*Work to be completed:* Could you reproduce verbatim the part of the items below that opens with the line containing "segment --target woman's" and closes with the line containing "Provide the outline of every instance of the woman's", including both of those lines and nothing else?

*Information provided:*
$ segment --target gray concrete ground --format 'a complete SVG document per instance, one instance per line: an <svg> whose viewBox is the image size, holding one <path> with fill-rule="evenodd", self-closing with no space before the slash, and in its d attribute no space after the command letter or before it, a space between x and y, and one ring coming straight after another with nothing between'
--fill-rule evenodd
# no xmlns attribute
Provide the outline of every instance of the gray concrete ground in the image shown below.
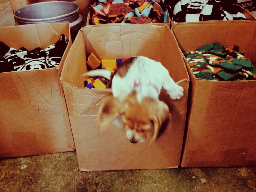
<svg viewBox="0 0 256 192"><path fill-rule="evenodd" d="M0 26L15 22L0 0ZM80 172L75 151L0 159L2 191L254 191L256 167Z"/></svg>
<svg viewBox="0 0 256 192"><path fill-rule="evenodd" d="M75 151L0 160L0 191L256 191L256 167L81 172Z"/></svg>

==

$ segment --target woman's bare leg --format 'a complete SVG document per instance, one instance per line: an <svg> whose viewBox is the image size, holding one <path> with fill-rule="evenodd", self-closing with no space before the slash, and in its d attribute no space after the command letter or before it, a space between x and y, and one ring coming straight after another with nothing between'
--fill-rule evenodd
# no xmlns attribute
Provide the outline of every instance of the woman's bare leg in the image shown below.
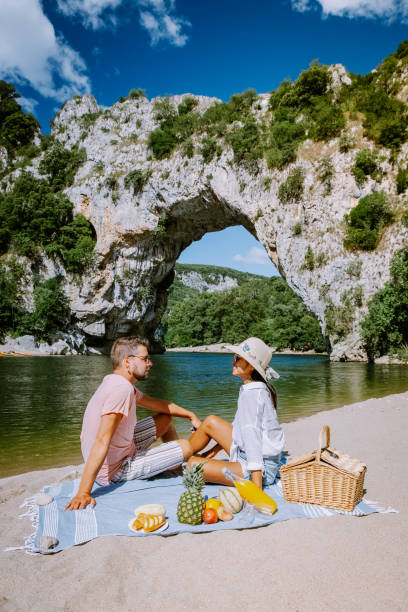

---

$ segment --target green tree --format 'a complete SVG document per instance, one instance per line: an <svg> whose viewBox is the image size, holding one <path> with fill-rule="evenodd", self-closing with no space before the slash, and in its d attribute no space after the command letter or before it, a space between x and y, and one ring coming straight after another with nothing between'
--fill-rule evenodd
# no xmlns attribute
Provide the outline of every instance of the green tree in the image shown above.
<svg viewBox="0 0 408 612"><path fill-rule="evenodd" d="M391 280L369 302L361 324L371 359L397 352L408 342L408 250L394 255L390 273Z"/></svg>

*Result for this task:*
$ segment --target woman's bare leg --format 'a complete SVG document per instance, one instance per line: an <svg> whose viewBox is the image size, holding one <path> with fill-rule="evenodd", self-closing with no space before the slash, and in its d attribute no space after the command letter or before it, a space between x and y, and one ring coming straight after another with nothing between'
--fill-rule evenodd
# no xmlns attribute
Provide the outline of every instance of the woman's bare leg in the image shown below.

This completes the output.